● Exercise directions
What is the number of lines in the entries that contain the word "pole"? Answer with that figure alone.

○ ○ ○ ○ ○

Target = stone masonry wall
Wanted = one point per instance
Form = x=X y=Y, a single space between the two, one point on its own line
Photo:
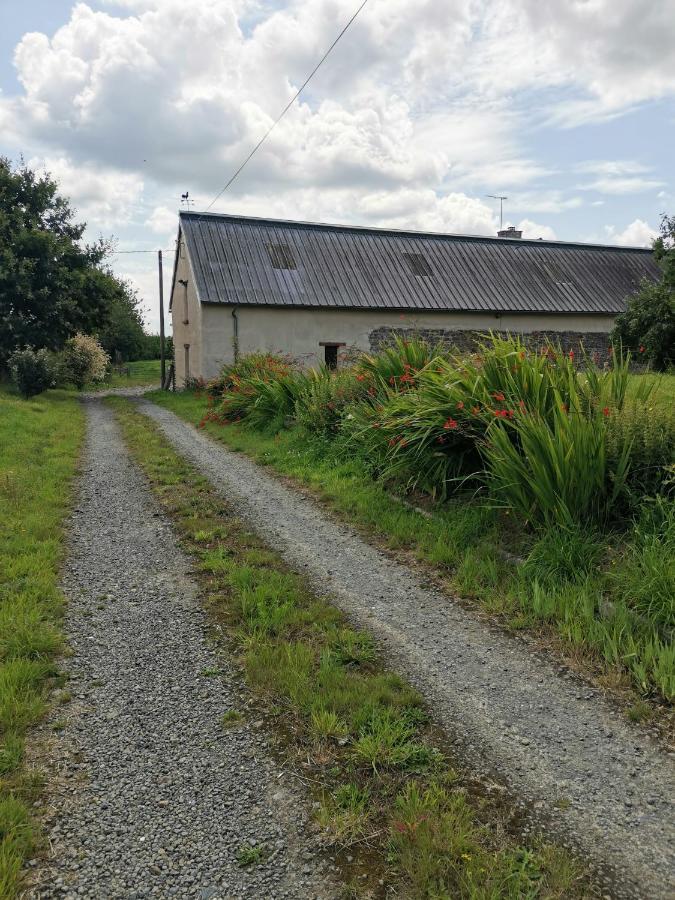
x=594 y=342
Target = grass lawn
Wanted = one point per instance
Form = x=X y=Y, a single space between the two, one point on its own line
x=604 y=602
x=40 y=441
x=142 y=372
x=394 y=806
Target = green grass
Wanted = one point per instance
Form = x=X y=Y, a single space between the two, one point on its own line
x=142 y=372
x=604 y=601
x=356 y=729
x=39 y=446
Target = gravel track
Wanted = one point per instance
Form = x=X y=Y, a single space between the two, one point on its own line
x=583 y=770
x=150 y=796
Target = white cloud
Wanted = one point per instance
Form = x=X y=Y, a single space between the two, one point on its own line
x=105 y=199
x=420 y=106
x=163 y=221
x=637 y=234
x=548 y=201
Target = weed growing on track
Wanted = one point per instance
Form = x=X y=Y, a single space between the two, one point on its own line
x=603 y=600
x=39 y=445
x=387 y=789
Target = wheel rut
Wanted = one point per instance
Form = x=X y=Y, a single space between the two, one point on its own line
x=149 y=796
x=599 y=784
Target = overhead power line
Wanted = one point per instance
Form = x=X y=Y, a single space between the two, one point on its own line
x=287 y=107
x=117 y=252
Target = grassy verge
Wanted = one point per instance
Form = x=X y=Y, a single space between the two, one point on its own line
x=388 y=796
x=39 y=446
x=603 y=602
x=141 y=373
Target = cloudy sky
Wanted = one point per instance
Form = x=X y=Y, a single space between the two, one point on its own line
x=424 y=108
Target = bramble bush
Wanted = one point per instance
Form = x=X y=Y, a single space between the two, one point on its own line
x=32 y=371
x=84 y=360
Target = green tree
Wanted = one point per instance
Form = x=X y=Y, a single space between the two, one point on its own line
x=648 y=325
x=51 y=284
x=123 y=337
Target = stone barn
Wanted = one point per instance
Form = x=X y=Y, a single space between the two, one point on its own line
x=318 y=291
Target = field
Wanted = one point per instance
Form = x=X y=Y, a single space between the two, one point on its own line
x=39 y=446
x=599 y=593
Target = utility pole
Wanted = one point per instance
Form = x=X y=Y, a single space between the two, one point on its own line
x=161 y=319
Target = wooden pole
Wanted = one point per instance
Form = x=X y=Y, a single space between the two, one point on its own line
x=161 y=319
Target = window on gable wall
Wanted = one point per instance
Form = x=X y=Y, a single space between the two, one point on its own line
x=418 y=263
x=281 y=256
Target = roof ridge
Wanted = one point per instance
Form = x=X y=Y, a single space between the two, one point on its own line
x=299 y=223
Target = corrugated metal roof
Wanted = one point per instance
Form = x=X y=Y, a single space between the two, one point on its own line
x=236 y=260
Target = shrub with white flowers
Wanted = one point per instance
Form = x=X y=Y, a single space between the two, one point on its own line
x=84 y=360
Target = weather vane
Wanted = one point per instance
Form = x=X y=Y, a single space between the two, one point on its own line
x=501 y=199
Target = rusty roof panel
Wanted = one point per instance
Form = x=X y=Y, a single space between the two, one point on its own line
x=366 y=268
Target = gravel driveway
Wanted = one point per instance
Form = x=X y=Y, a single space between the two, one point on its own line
x=561 y=748
x=151 y=796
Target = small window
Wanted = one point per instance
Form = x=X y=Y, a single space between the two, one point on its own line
x=418 y=263
x=281 y=256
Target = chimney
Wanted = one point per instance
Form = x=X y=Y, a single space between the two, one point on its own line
x=510 y=232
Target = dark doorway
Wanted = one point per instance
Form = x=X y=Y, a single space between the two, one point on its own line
x=330 y=349
x=330 y=355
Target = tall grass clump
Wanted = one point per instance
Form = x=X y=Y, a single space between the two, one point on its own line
x=39 y=445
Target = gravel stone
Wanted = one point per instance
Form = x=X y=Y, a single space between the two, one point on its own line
x=149 y=795
x=510 y=710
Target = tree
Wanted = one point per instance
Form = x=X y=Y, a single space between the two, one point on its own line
x=51 y=284
x=648 y=324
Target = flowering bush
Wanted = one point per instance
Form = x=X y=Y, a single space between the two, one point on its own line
x=266 y=366
x=84 y=360
x=32 y=371
x=395 y=367
x=326 y=399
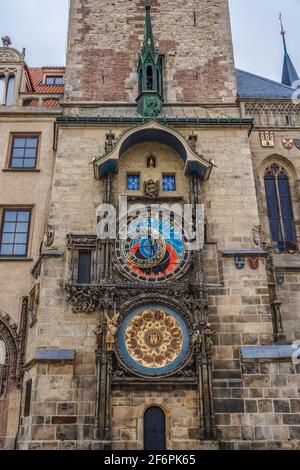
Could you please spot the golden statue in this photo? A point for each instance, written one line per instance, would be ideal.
(111, 331)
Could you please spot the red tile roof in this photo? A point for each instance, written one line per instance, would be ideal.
(36, 78)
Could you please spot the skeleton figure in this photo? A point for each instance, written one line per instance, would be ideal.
(98, 333)
(111, 331)
(151, 189)
(2, 353)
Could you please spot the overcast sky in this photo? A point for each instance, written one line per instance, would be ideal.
(41, 27)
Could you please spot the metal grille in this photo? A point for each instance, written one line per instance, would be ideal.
(154, 429)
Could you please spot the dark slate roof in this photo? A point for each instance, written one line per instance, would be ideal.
(289, 73)
(254, 86)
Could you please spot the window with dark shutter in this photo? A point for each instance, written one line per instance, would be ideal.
(279, 203)
(24, 152)
(84, 266)
(15, 232)
(27, 404)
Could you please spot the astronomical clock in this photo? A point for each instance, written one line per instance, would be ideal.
(153, 338)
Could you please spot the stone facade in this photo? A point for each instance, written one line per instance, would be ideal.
(237, 387)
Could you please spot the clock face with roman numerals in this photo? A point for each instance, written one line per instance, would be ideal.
(152, 248)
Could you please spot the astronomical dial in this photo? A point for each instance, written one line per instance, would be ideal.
(152, 248)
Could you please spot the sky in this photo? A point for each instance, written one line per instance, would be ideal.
(41, 27)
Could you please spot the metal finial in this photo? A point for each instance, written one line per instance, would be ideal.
(283, 33)
(6, 41)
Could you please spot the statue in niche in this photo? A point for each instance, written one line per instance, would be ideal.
(110, 141)
(111, 331)
(193, 138)
(151, 189)
(2, 353)
(98, 333)
(151, 162)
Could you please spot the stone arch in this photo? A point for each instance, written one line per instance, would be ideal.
(294, 184)
(154, 132)
(149, 403)
(9, 337)
(275, 158)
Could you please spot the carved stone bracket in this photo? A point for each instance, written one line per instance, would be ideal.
(83, 299)
(9, 334)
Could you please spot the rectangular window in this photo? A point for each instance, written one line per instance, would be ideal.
(27, 403)
(84, 266)
(54, 80)
(169, 183)
(15, 232)
(24, 152)
(133, 183)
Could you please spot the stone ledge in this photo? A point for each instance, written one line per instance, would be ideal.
(245, 253)
(48, 355)
(281, 352)
(287, 262)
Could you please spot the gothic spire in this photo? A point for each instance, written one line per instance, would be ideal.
(148, 41)
(289, 73)
(150, 73)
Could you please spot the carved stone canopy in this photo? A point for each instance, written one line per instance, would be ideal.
(154, 132)
(6, 41)
(10, 56)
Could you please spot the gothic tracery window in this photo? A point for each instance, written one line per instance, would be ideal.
(2, 367)
(279, 204)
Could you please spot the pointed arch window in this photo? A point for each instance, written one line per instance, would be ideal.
(279, 203)
(10, 90)
(149, 77)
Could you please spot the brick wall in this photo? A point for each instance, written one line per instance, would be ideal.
(193, 36)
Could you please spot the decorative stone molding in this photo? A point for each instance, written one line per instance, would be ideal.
(274, 114)
(9, 335)
(83, 299)
(10, 56)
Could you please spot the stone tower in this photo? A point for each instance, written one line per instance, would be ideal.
(146, 337)
(194, 40)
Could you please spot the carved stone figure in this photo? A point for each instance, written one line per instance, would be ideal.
(49, 237)
(99, 334)
(256, 233)
(151, 189)
(110, 141)
(208, 336)
(2, 353)
(111, 331)
(151, 162)
(193, 138)
(6, 41)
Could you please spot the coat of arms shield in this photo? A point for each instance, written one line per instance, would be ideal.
(297, 143)
(239, 262)
(254, 262)
(288, 143)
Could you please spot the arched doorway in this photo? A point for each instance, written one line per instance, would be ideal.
(154, 429)
(8, 366)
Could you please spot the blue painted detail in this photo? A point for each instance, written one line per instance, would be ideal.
(154, 135)
(108, 165)
(196, 167)
(276, 351)
(255, 252)
(158, 370)
(239, 262)
(148, 248)
(133, 182)
(55, 354)
(169, 183)
(254, 86)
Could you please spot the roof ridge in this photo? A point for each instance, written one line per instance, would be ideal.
(266, 79)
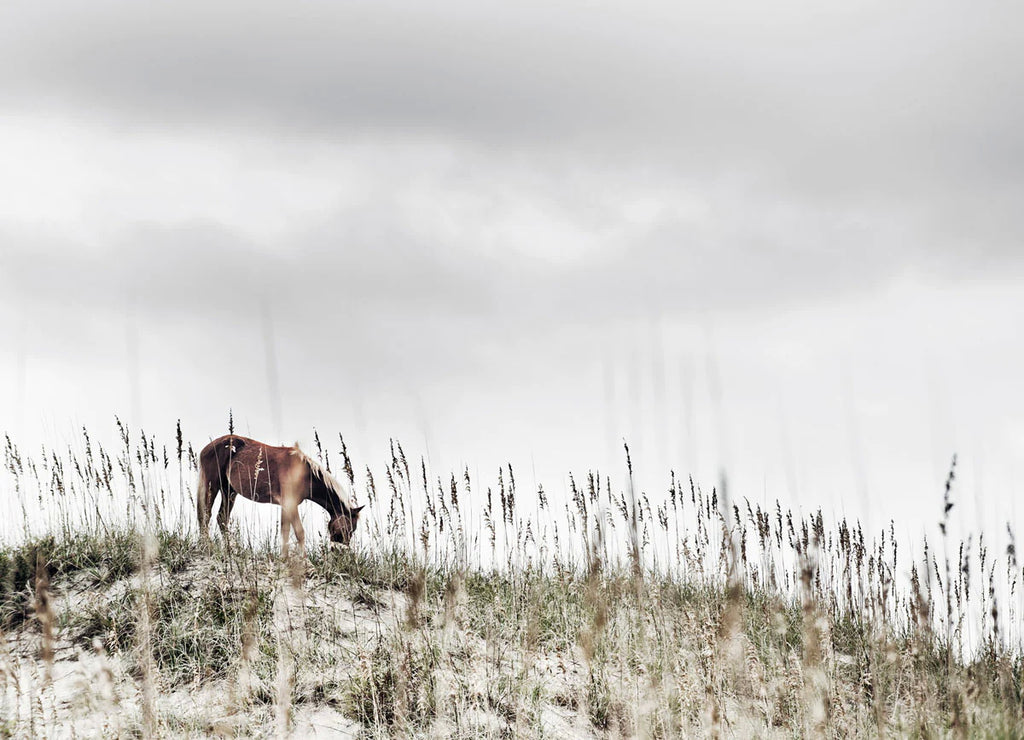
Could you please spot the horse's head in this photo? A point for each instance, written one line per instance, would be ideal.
(342, 526)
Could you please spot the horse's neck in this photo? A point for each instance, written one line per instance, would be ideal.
(325, 496)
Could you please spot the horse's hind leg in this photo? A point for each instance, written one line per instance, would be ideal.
(226, 504)
(206, 496)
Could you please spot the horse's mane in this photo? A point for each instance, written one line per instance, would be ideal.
(329, 480)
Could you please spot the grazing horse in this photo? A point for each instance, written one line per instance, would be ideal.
(233, 465)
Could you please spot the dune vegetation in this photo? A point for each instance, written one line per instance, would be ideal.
(477, 608)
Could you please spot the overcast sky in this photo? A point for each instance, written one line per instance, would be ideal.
(781, 237)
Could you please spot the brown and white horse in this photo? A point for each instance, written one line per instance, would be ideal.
(233, 466)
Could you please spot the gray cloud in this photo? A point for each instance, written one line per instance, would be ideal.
(907, 116)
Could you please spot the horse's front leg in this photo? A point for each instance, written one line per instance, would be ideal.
(226, 504)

○ ○ ○ ○ ○

● Problem solution
2